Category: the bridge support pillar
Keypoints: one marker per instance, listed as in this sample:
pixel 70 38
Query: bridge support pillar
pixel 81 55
* * * *
SET TASK ▸
Copy out every line of the records above without changing anything.

EXERCISE RESPONSE ▸
Category: the bridge support pillar
Keypoints: one marker per instance, listed as in this sample:
pixel 70 38
Query: bridge support pillar
pixel 81 55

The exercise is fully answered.